------ Page ------

I have a data frame with 32 million rows. Each row is an account number with around 120 columns, mostly filled with numbers and dates.
What would be a good way to check all the columns for outliers/errors/wrong inputs efficiently?
For example I have a column with House Value. I could plot it and look for any spikes, however it takes some time to generate a plot for so many points.
If you are interested in doing this using a multidimensional measure, you can use Mahalanobis distance (M-dist). M-dist is a multidimensional way of measuring a point P a distance away from mean D. To use this you can use the following code:
library(tidyverse)
data %>% select_if(is.numeric) %>% mahalanobis(center = colMeans(.), cov = cov(.))
If you are looking to do each column independent of all other columns then you can use
library(dplyr)

------ Dataset ------

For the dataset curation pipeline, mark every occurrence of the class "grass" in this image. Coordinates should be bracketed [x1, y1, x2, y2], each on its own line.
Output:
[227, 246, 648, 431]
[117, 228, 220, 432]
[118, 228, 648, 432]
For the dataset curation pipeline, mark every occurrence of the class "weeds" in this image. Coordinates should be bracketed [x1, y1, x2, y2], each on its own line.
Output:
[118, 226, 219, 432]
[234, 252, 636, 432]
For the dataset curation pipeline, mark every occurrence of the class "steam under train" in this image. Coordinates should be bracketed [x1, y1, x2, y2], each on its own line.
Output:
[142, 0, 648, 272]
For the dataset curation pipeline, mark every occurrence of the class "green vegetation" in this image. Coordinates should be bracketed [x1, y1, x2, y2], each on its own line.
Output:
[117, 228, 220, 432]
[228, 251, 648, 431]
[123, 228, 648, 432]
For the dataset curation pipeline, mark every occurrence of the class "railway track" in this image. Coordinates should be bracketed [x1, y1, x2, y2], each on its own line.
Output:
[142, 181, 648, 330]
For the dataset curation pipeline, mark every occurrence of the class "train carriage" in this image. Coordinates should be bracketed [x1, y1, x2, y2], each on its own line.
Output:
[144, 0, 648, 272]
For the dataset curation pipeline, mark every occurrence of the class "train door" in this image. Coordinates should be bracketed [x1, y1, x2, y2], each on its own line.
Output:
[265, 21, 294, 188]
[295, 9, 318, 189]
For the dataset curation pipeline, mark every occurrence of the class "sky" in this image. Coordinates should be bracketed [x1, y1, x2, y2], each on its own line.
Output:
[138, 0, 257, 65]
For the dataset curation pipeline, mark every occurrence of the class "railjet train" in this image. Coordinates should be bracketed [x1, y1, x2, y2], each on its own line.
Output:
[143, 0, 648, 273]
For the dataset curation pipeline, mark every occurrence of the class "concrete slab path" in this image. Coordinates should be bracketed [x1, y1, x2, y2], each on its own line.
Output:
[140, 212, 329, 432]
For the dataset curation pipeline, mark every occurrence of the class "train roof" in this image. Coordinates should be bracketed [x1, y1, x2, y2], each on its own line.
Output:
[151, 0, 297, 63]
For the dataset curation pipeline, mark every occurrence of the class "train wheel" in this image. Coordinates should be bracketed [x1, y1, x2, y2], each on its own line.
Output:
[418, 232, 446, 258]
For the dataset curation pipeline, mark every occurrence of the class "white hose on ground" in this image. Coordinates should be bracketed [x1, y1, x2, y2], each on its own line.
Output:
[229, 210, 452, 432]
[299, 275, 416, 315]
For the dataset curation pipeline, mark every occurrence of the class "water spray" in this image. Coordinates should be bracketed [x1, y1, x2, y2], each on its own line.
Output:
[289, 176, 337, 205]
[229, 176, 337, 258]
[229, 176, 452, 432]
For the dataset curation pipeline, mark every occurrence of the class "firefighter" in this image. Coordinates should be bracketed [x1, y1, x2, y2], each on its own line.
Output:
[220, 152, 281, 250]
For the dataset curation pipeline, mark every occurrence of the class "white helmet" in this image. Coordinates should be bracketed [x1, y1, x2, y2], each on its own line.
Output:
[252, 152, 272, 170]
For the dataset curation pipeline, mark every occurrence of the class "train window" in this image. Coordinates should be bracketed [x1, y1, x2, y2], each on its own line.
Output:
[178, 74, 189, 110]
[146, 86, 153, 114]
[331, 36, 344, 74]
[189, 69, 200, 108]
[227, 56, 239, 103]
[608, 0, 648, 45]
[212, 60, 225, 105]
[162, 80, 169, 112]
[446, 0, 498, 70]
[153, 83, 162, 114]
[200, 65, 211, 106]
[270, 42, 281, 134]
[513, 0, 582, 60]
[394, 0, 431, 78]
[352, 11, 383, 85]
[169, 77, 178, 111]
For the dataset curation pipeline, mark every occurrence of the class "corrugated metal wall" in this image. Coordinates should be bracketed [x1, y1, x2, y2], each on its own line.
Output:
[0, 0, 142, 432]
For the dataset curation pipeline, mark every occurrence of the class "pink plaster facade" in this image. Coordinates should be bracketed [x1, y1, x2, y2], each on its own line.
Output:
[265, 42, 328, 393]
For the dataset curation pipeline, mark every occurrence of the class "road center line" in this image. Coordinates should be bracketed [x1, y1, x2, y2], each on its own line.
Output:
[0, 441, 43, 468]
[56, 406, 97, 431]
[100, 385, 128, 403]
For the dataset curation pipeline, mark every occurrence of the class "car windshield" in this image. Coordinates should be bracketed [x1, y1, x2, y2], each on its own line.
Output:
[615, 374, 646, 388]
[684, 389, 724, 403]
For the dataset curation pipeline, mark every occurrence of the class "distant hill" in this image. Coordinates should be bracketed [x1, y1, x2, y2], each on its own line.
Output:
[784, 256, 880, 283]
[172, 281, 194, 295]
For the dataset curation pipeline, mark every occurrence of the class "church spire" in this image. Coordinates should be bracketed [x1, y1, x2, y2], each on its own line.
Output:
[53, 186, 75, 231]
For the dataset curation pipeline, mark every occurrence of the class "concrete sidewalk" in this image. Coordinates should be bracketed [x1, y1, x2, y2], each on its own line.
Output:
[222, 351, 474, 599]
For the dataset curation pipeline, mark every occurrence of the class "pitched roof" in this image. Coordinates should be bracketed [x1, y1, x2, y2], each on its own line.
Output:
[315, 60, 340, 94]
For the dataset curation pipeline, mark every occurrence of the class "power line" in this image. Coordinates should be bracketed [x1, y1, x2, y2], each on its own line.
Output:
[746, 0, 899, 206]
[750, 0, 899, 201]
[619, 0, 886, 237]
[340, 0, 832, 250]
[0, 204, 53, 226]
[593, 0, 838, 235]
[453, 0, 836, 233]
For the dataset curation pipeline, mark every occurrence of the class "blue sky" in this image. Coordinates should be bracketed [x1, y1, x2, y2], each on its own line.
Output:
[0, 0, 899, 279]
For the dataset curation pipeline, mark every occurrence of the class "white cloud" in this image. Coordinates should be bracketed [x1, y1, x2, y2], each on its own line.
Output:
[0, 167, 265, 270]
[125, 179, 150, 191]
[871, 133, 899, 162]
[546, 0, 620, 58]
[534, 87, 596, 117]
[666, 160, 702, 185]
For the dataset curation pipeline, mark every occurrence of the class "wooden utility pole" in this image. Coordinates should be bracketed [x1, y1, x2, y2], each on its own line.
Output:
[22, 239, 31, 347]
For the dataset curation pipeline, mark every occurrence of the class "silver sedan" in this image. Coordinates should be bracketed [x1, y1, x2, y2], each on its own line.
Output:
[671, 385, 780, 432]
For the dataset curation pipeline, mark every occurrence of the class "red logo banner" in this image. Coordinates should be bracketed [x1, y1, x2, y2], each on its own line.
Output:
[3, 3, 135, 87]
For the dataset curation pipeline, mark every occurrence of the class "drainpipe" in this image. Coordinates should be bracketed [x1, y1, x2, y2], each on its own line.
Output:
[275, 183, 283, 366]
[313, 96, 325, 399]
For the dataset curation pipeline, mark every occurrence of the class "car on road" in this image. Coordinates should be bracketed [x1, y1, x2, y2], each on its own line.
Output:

------

**Objectives:**
A. In the outlier-checking thread, translate this sentence into Spanish: "Each row is an account number with around 120 columns, mostly filled with numbers and dates."
B. According to the outlier-checking thread, how many rows does the data frame have?
C. Carry on the thread about checking a large data frame for outliers from its last line.

**Responses in order:**
A. Cada fila es un número de cuenta con alrededor de 120 columnas, en su mayoría llenas de números y fechas.

B. 32 million rows.

C.
library(tidyr)
library(purrr)
outlierremoval <- function(dataframe){
dataframe %>%
select_if(is.numeric) %>% #selects on the numeric columns
map(~ .x[!.x %in% boxplot.stats(.)$out]) #%>%
# not clear whether we need to output as a list or data.frame
# if it is the latter, the columns could be of different length
# so we may use cbind.fill
# { do.call(rowr::cbind.fill, c(., list(fill = NA)))}
}
outlierremoval(Clean_Data)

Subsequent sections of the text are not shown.